**Text provided**
────────

I’m in lovely Warakurna community at the moment, located at the base of the Rawlinson Ranges in Western Australia. The remote Giles weather station, located just up the road, was built in 1956 and was the first permanent colonial occupation of the area for hundreds of kilometres in any direction. Many older people living at Warakurna now were children at the time, their families living independent existences centred around the myriad of rock holes and hunting grounds scattered throughout the ranges.

By virtue of its tenure as a piece of Western Australian Aboriginal reserve excised by the Commonwealth government fifty years ago, the weather station is the only place in the entire Ngaanyatjarra Lands where alcohol can legally be consumed, and officially only by the station’s six employees. Have I considered dropping into the weather station to say hi and flashing my big blue eyes in the hope of a cold one? Not for a moment. My research permit is far too valuable. Luckily for us, Coopers make a convincing birell (brewed without alcohol) that tastes great straight out of the freezer. While barbecuing steaks over our fire pit on Saturday night, for a brief moment I almost forgot it wasn’t the real thing.

With some time on my hands over Easter, some of the ladies organised to go out hunting for tirnka (little goannas). Armed with crowbars as digging sticks and billy cans as shovels, 8 women and 2 dogs packed into a troopie and made our way to tirnka country.

country

Tirnka country

We wandered through the bush for a couple of hours, stopping to dig at holes where there was evidence of recent action. It was a very successful hunt in the end, with eleven (!) tirnka bagged. We made a fire, sat down with a cup of tea and proceeded to cook up the catch. The preparation process involves removing gut then burning off the skin in the open flame for a couple of minutes. The lizards are then buried in coals and left to cook for about twenty minutes. The cooked flesh is delicious – pale white, smooth and tasty –hints of chicken (!) and fish and just a little bit smoky. No salt required. We got back to town on dusk, the ladies subsequently missing the Easter Sunday prayer meeting and making me three hours late for a sausage sizzle being hosted by the neighbours. Not good manners, but at the end of the day I think we were all where we really wanted to be.

────────

Write out the stretch of the Warakurna text from "By virtue of" through "the real thing.", word for word.

**Data segment**
────────

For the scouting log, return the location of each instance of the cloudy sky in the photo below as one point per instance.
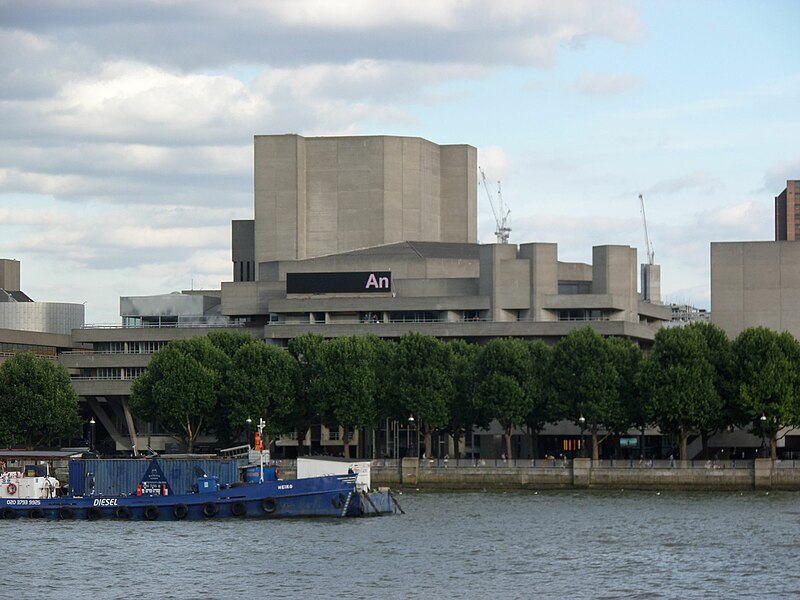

────────

**Completed task**
By virtue of its tenure as a piece of Western Australian Aboriginal reserve excised by the Commonwealth government fifty years ago, the weather station is the only place in the entire Ngaanyatjarra Lands where alcohol can legally be consumed, and officially only by the station’s six employees. Have I considered dropping into the weather station to say hi and flashing my big blue eyes in the hope of a cold one? Not for a moment. My research permit is far too valuable. Luckily for us, Coopers make a convincing birell (brewed without alcohol) that tastes great straight out of the freezer. While barbecuing steaks over our fire pit on Saturday night, for a brief moment I almost forgot it wasn’t the real thing.